§ Task statement: Update the items below by replacing every instance of "Annotation guideline" with "Labeling rule", keeping all other text unchanged. Omit the pictures from the output.

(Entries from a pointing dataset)
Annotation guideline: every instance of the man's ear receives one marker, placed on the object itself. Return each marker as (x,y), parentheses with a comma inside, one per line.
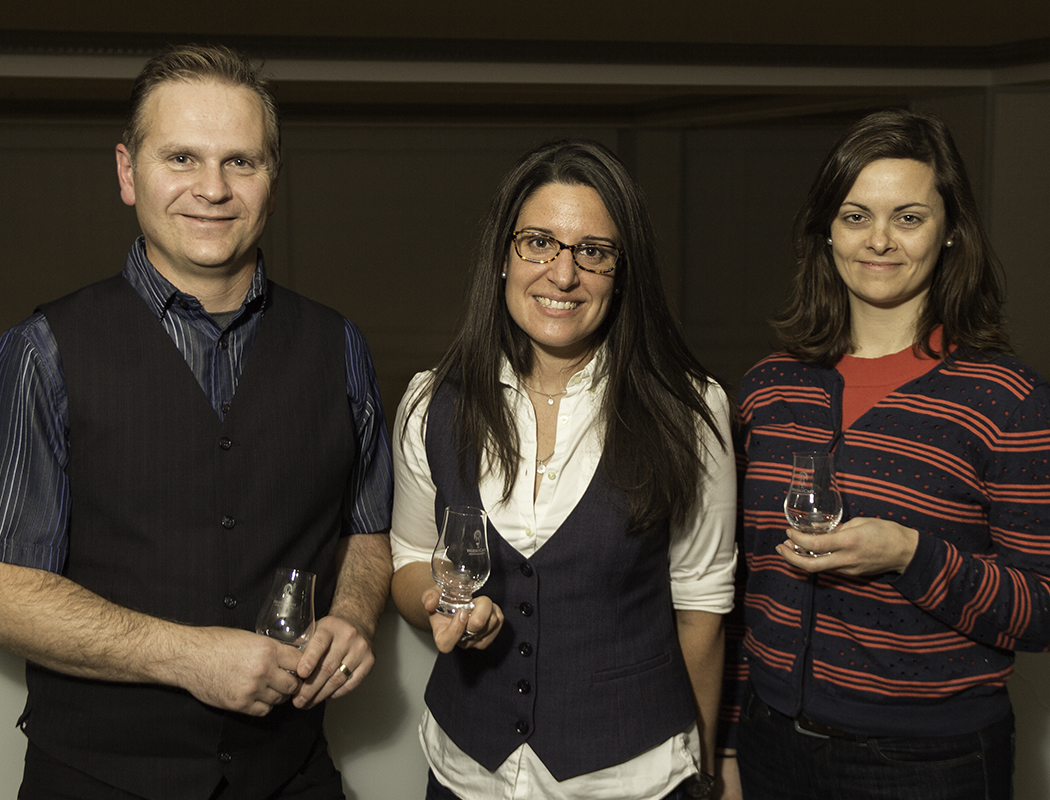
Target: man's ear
(273,190)
(125,174)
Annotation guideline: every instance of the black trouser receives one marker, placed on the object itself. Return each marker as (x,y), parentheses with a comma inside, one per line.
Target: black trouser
(46,778)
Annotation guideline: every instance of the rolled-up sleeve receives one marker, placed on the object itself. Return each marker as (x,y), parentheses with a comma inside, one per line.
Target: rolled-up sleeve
(702,552)
(413,530)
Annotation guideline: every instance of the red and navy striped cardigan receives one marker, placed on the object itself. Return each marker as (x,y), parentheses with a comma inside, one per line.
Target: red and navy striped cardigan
(962,454)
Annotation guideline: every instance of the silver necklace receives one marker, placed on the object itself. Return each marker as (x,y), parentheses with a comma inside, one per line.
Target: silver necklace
(541,464)
(550,398)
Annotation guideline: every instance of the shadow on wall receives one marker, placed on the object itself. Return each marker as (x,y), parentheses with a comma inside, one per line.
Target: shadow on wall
(1030,694)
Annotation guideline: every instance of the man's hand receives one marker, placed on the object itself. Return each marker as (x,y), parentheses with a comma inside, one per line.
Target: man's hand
(336,647)
(476,630)
(862,546)
(236,670)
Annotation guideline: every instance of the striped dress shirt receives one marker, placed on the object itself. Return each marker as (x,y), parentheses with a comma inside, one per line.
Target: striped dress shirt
(35,419)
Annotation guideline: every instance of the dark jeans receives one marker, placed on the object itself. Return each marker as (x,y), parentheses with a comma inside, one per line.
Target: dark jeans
(778,762)
(436,792)
(47,779)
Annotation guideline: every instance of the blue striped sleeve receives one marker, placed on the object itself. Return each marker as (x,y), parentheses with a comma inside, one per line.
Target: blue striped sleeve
(371,490)
(34,488)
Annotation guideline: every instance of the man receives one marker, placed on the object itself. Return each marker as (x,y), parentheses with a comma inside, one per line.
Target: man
(145,506)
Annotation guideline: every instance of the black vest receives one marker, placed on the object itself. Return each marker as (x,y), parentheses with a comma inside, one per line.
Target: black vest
(603,679)
(185,517)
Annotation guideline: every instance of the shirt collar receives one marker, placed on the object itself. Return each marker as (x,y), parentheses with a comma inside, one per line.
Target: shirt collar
(160,293)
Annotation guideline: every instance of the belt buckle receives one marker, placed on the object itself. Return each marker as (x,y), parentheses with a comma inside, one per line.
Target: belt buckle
(819,731)
(805,728)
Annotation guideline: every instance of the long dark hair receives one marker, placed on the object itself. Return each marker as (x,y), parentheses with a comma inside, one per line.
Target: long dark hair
(656,387)
(967,289)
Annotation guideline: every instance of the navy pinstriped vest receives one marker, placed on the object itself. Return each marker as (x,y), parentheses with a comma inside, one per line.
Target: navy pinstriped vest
(185,517)
(587,668)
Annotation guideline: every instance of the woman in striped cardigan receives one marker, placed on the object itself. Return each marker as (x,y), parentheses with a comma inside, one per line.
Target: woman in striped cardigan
(878,668)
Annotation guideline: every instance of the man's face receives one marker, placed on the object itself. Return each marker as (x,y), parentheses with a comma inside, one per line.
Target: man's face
(202,184)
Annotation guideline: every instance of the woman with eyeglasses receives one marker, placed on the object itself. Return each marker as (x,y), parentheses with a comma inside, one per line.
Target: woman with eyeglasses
(877,654)
(570,408)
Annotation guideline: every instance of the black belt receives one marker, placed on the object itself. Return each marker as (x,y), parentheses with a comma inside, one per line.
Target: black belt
(809,728)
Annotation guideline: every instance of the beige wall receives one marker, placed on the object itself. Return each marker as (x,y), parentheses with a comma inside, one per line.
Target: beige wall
(378,222)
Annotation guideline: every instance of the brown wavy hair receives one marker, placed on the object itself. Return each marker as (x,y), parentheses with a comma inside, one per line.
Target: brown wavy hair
(967,290)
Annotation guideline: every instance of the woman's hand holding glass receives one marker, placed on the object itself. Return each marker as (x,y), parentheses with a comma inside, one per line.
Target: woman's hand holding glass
(475,629)
(460,566)
(862,546)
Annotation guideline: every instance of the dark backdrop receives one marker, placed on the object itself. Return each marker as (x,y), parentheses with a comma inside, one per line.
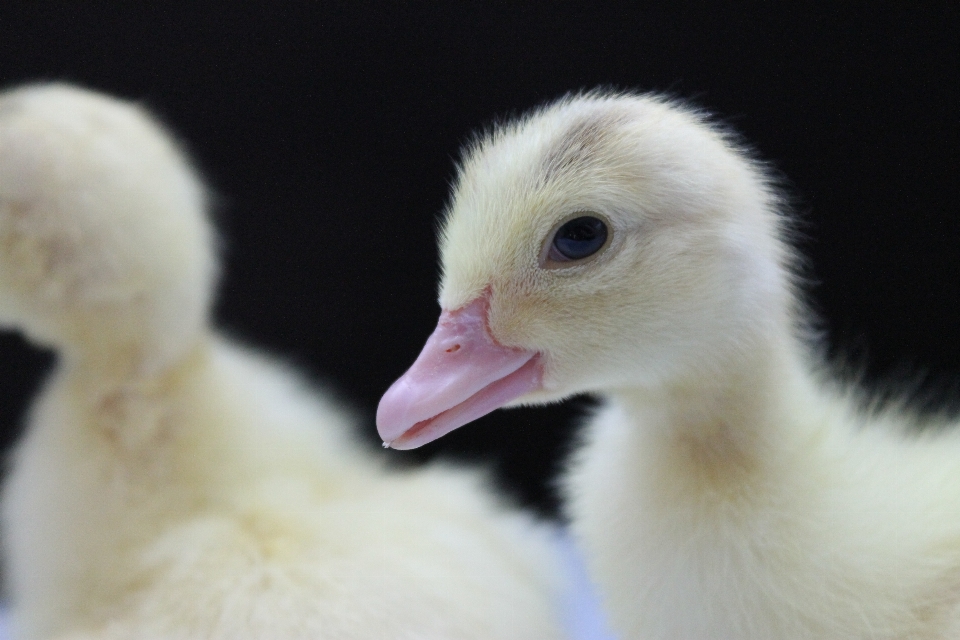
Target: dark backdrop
(329,133)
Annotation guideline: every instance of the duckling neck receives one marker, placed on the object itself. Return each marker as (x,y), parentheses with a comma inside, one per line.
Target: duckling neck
(729,434)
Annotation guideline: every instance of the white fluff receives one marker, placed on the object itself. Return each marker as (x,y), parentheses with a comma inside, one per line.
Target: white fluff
(172,484)
(728,489)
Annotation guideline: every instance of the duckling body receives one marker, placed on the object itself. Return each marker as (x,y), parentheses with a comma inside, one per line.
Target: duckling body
(728,488)
(172,483)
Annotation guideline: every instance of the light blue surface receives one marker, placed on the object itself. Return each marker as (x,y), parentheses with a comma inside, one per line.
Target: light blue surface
(582,616)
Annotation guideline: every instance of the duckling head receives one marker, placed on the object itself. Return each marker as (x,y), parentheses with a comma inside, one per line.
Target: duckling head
(606,241)
(105,248)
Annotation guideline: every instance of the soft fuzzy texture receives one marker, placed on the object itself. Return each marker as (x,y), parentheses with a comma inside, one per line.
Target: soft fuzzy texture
(728,489)
(172,484)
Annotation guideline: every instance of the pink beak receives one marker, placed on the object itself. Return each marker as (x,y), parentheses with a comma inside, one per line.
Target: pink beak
(461,374)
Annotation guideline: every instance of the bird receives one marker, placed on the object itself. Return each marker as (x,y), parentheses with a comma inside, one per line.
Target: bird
(732,484)
(172,482)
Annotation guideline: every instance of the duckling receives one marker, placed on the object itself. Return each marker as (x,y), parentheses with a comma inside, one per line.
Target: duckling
(172,483)
(730,488)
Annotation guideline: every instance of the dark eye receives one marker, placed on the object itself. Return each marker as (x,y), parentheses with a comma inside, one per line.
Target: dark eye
(578,239)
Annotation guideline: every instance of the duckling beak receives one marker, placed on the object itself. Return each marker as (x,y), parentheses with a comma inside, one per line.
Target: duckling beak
(461,374)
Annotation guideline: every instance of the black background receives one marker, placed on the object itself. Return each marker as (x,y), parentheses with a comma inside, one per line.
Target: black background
(329,133)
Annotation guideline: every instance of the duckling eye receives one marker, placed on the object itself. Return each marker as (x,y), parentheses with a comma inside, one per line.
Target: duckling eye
(578,239)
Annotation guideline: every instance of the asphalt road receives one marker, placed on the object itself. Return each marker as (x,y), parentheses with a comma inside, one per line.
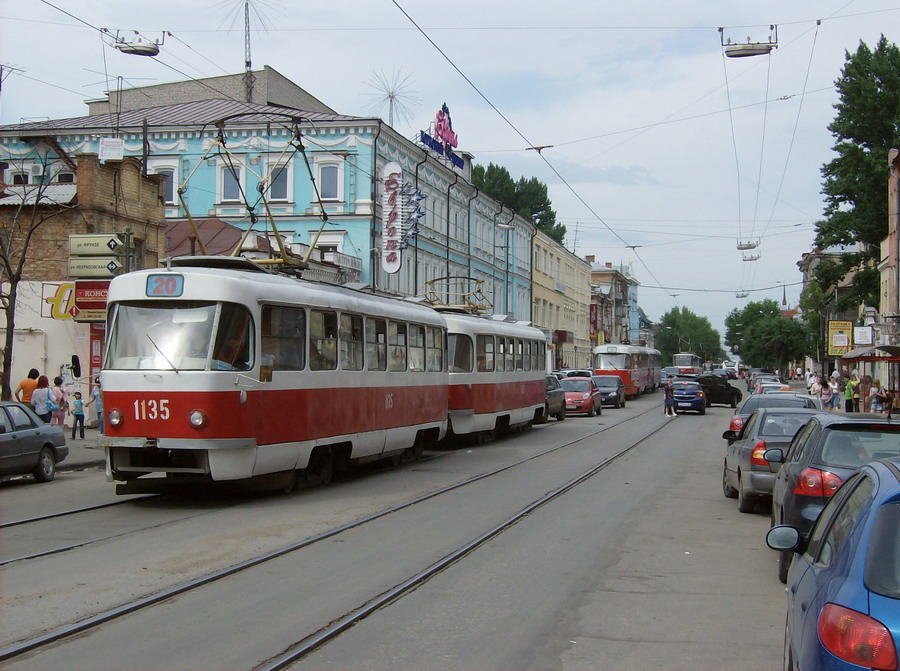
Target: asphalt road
(644,565)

§ Result:
Labeling rule: every instance of the man's ear receives one marker, placed on the object itself. Return each marker as (x,y), parentheses with a comma inside, one per line.
Target: man's ear
(273,190)
(125,174)
Labeling rule: every instance of the black trouser receives one marker, placed on the object itself. Return each marker as (x,y), parentheses with a comma inside, one per line.
Target: black trouser
(46,778)
Labeling rule: every instance of the rolled-up sleeve receives one marker, placed on the object itself. Return each marker as (x,y), parentheses with a comma inside, one per line.
Target: rolled-up sleeve
(702,552)
(413,530)
Labeling rule: every instance of the red and navy striped cardigan receives one marker, placed on the object itself. Return each marker as (x,y), parentheses with a comma inside, one per line.
Target: red and navy striped cardigan
(962,454)
Labeling rule: every instance of the silver necklace receives one marker, placed on the object itself. Return each marker as (x,y), parentheses with a comma inside, one per line.
Target: silver necklace
(541,464)
(550,398)
Labeling rule: every instance of the shadow on wall receives one marker, placed on the object itself. Return each marker as (x,y), parentheses with a comma inside, one per line.
Target: shadow on wall
(1030,694)
Labeling rule: every instance of the man's hand receives one marker, placed on the object itself. Return each marker as (x,y), parentheses with a comma inside, one per line.
Target: man's hand
(336,647)
(476,630)
(862,546)
(236,670)
Labeling rule: every instance of the striped dress shirt receives one marker, placed on the object itself. Return each marker as (x,y), parentheses with a comma inside, one per line.
Target: striped dress shirt
(35,419)
Labeling rule: every instance of the dark jeans receives one marker, placed on the object itself. Return each marker as (x,y), parentheses with a comma inside, one per line.
Target: dark jeans
(778,762)
(436,792)
(47,779)
Labeling rule: every instance of the blue striped sleeve receives one marker, placed on the object itself. Return each marker as (x,y), parentheses with a comma inside, one per line.
Target: blue striped sleeve
(371,490)
(34,488)
Labeling rule: every instance of the man receives one marker, placed on the object itself. Return each marker as (x,y), parentheses with a comma inside, one per line.
Target: man
(145,506)
Labeling rule: every instance of the black vest receives one marker, placed on the object itself. Return each marker as (x,y), parentheses with a comma inside, one per line.
Target: black vest
(603,679)
(185,517)
Labeling rule: every instance of the shirt collar receives one marker, placed on the object itself. Return each marker as (x,y), parentheses with a comma inside, one per line.
Target: shirt collar
(160,293)
Labeling rule: every instance of the belt buckle receives one marker, placed on the object itself. Return each marker as (x,y), parentheses with a comma inside, one per line.
Target: belt buckle
(819,731)
(805,728)
Labeling rule: every instance of the long dark hair receives one marker, placed on the object itself. Return each marker as (x,y), parentheses with a comma inside, one per line.
Target: long dark hair
(656,387)
(967,289)
Labeling rule: every instance of the navy pinstriped vest receives one marker, placed on the object itself. Return each marker as (x,y), parentheses with a comma inside, one per line.
Target: navy pinstriped vest
(185,517)
(587,668)
Labeling rule: every instance of the woman in striped cardigan receives one marker, placed on the object itself. Return each marker as (x,y), parentheses with a comma inside, one per line.
Target: woman in striped cardigan
(878,668)
Labeling rule: every instance of the man's face receives one marker, placed on the object itself. Return each marker as (x,y), parentheses with a comma inside, one per line.
Target: man's face
(202,184)
Labeling rule: every instance of the woman with eyeglasses receives one marker, placed on the object itself. Return each marker as (x,y), parentheses with a comma inside, one per line.
Target: woman with eyeglasses
(877,654)
(570,408)
Labeling rule: every instance of the black belt receives one marker, placed on the object itself. Return each marker as (x,y), parentheses with a comma inside, one per line.
Target: black belt
(809,728)
Labeling rule: every instance of the beige wall receives one marker, placed on the object itself. Return each marker as (x,y), parentheses with a comma inside, one per line.
Target: beige wall
(378,222)
Labeling rule: every instance of the brown wavy hair receives one marker, placed on the object itself. Return each marker as (x,y), parentheses with a comma inside, one per line.
Target: brown wavy hair
(967,290)
Labeling rule: every instance of the woman's hand holding glass receives one marker, placed on the object itself. Return each marker as (x,y), parentheses with a comma inside, one per line.
Target: woman's hand holding glass
(475,629)
(460,566)
(862,546)
Labeling rule: every instance of the dark backdrop receives one marker, placed on the object itself. Return each marker as (x,y), parentheses with a comma inside, one per line.
Target: dark backdrop
(329,133)
Labeling rule: every instance of the duckling neck receives one marker, placed on the object itself. Return each marker as (x,y), parentheses with a comma inside, one per line.
Target: duckling neck
(729,434)
Labeling rule: every instance of the white fluff receives one marker, placed on the object itself. Return each marker as (x,y), parentheses with a comma inside, one per line.
Target: white fluff
(172,484)
(728,489)
Labeling rule: every instance of the duckling body receives one marker, placed on the object itself. Return each marker as (x,y), parentheses with a comma inside, one per line.
Target: duckling body
(728,488)
(172,483)
Labeling rule: every instance of the light blue surface receives one marker, placed on the object itself. Return each marker as (x,y), parentheses with a comma inside, one per line.
Target: light blue surface
(582,616)
Labeling rule: every instance of the duckling head receives one marker, placed on the object itself. Return each marker as (x,y), parentheses with a comma inside, one per line.
Target: duckling head
(606,241)
(105,248)
Labeling rule: every instance of the soft fuzzy texture receives one marker, placed on the object itself. Return each marker as (x,y), parentheses with a comma inside, one per line.
Target: soft fuzzy texture
(728,489)
(172,484)
Labeling rule: every instance of the pink beak receives one marker, placed on the object itself. Return each marker as (x,y), parentheses with a comma inside, one per line.
Target: pink beak
(461,374)
Labeling rule: every instance of the bird receives one marker, placed on the object itself. Return each marker as (x,y), parentheses with a comma inside, one per line.
Target: bird
(732,484)
(172,482)
Labeling rule: every instance of the duckling receives one marker, placed on the object itself. Return each marker as (x,y), parentheses with a comma inside, one per line.
Target: duckling
(172,483)
(730,488)
Labeling rule: every instance of the dark eye receives one marker, placed on the object itself. Return each marker as (x,y), parentheses with a comma inside, one per line.
Target: dark eye
(578,239)
Labeling rule: every instance of the duckling beak receives one marker, placed on the object itself. Return each marker as (x,y), parentheses with a comma inside, one per line.
Target: duckling beak
(461,374)
Labeling rule: every instance of the black background receives one marker, placed on the object itself. Return each marker as (x,y), parentheses with a comma inside, one per line.
Target: black background
(329,133)
Labeling rule: every instance of the duckling eye receives one marker, placed on the object itself. Return each marker as (x,y), parentheses with a comma inside, one per line.
Target: duckling eye
(578,239)
Labeling rule: every instance of the asphalt road receives one marker, placed on the object itself. Return each marker as (x,y), parentheses with a comma inside, one per line.
Target: asphalt road
(644,565)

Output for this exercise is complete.